Excerpt provided:
Gilles Deleuze and Félix Guattari's Quotes

Gilles Deleuze and Félix Guattari's Quotes

Some of the toughest quotes, translated into human English.

There is always something genealogical about a tree. It is too a method for the people. A method of the rhizome type, on the contrary, can analyze language only by decentering it onto other dimensions and other registers. A language is never closed upon itself, except as a function of impotence.

The book is not an image of the world. It forms a rhizome with the world, there is an a parallel evolution of the book and the world. [From A Thousand Plateaus: Capitalism and Schizophrenia]

If a book were like an acorn, it would mean that each book would have to become an oak tree and only an oak tree. That book would have only one option—to grow up or down—and so it would be limited; it wouldn't be as great a book as it could be, because there would only be one meaning and one interpretation.

Recorded information:
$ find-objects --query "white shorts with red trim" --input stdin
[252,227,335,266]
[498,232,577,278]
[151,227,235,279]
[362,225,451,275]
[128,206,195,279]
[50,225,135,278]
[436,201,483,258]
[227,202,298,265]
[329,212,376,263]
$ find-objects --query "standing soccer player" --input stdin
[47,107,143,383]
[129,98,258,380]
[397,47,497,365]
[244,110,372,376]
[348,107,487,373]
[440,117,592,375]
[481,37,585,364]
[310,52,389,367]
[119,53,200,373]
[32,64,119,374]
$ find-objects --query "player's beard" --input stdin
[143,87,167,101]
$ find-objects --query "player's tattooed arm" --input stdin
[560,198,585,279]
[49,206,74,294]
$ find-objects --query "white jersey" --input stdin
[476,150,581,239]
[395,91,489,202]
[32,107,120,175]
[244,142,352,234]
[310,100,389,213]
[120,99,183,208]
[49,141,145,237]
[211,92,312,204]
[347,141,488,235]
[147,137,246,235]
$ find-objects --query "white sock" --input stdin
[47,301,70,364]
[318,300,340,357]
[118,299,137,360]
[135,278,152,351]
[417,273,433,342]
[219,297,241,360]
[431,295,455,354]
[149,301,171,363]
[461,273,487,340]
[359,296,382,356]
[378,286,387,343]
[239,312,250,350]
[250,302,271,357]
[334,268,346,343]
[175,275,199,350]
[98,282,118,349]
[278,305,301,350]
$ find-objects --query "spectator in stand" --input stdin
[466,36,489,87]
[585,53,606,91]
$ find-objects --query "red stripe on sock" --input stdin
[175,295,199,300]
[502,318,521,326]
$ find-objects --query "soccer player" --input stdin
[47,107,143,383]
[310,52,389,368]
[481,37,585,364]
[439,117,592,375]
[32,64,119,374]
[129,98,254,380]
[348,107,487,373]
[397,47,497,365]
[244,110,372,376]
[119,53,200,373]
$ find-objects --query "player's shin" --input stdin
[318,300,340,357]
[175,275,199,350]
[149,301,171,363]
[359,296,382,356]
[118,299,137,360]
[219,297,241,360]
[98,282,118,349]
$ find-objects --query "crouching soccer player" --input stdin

List of tasks:
1 - Answer these from the Deleuze and Guattari quotes page:
(a) According to the page, how can a method of the rhizome type analyze language?
(b) Which work is cited as the source of the quote about the book and the world?
(c) In the acorn comparison, what is the one thing each book would have to become?
2 - Write out the Deleuze and Guattari quotes page verbatim between "Some of the" and "function of impotence.", inclusive.
3 - List, in order of first appearance, every distinct term in the Deleuze and Guattari quotes page that names a plant or a plant part.

In response:
1 -
(a) Only by decentering it onto other dimensions and other registers.
(b) A Thousand Plateaus: Capitalism and Schizophrenia.
(c) An oak tree, and only an oak tree.

2 -
Some of the toughest quotes, translated into human English.

There is always something genealogical about a tree. It is too a method for the people. A method of the rhizome type, on the contrary, can analyze language only by decentering it onto other dimensions and other registers. A language is never closed upon itself, except as a function of impotence.

3 - tree, rhizome, acorn, oak tree